→ **EXERCISE TEXT**
Automation of core processes
Manual processes and workflows were outdated even before the pandemic, but in the post-pandemic world, the need for paper-based workflows that require employees’ physical presence has all but diminished. With the increasing prevalence of technologies and solutions like self-service portals, automated workflows, digital forms, and e-signature, employees and customers alike should be able to expect to conduct any and all business with you remotely.
Low-code and no-code development
Low-code configuration tools allow business stakeholders – not just IT professionals – to update and manage apps and software using intuitive, user-friendly, drag-and-drop functionality without sacrificing security or compliance requirements. They’ve grown in popularity because they solve critical IT issues — namely, amplifying overstretched internal resources, reducing backlogs, and improving productivity.
What makes no-code tools especially attractive is the faster time to market for new digital applications and solutions compared with traditional development projects. For insurance companies that are clamoring to move digitization forward as quickly as possible, these tools can make a significant impact.
Machine learning and analytics
Analytics play a key role in many aspects of the insurance process, including risks assessment, fraud identification, and underwriting, providing insights to augment these processes to yield better outcomes. Analytics might also be applied to overhaul processes like policy administration or enhance risk assessments. For example:
- Machine learning and natural language processing can enhance underwriting by combining insights from a variety of data, which allows for a more precise, data-driven approach to calculating premiums.

→ **DATA EXCERPTS**
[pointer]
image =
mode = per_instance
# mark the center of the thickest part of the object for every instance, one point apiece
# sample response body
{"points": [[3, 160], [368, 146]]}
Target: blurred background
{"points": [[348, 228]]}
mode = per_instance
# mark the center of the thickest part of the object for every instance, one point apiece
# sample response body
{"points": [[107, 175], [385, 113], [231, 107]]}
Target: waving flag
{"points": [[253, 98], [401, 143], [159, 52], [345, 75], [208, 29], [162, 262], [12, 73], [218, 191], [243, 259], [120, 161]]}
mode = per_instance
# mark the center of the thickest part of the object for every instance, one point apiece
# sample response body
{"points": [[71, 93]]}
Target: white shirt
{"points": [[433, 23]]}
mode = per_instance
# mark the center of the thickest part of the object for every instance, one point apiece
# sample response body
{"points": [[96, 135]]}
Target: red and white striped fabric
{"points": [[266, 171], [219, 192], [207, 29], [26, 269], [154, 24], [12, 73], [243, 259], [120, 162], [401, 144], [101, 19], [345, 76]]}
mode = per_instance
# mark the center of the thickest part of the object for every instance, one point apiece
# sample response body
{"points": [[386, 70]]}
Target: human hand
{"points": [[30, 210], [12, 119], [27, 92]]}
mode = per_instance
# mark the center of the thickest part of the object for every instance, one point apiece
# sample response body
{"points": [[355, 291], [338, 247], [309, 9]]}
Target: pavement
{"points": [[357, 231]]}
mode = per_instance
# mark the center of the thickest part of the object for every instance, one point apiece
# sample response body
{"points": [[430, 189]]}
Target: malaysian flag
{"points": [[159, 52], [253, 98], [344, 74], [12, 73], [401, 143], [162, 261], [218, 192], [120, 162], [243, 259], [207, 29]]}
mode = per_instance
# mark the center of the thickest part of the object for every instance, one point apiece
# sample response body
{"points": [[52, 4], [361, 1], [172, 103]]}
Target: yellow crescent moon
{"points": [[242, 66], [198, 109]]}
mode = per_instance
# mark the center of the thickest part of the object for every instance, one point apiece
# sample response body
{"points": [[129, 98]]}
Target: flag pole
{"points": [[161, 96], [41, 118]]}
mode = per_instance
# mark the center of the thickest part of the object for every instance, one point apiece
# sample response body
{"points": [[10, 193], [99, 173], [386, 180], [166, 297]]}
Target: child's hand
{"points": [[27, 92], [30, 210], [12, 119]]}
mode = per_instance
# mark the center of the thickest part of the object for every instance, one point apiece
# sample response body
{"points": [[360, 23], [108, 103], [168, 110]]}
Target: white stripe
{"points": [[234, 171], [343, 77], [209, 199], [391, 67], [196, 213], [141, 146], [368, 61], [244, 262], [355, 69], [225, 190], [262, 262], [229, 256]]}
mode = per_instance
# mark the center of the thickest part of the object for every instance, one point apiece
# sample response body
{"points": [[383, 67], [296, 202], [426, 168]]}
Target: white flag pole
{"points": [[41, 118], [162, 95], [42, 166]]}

→ **WHAT YOU ARE ASKED TO DO**
Pick up the text on technology for insurance companies after its last sentence and continue it.

→ **OUTPUT FOR THIS EXERCISE**
- The healthcare and car insurance segments stand to benefit significantly from machine learning analytics, as advanced algorithms can explore a customer’s lifestyle, risk factors, medical records, financial stability, and previous insurance claims to create a dynamic and accurate profile.
- Any data gathered can be scrutinized to identify suspicious anomalies, reducing the risk of fraud and delivering accurate and safe premiums for customers.
For decades, insurance was viewed as a commodity that consumers were compelled to purchase based on whatever was available. AS technology has advanced and enabled an increasingly connected world, consumers have gained more leverage in their engagements with businesses. Yet, insurance was behind these trends, in no rush to digitize what was working, largely, fine.
Now, over the past decade, the market has become saturated with competitors new and old offering traditional insurance products as well as new or unique options. Personalization capabilities give insurance companies an opportunity to differentiate and gain competitive edge. Insurers should place a stronger focus on delivering personalized digital, or self-service products to customers this year.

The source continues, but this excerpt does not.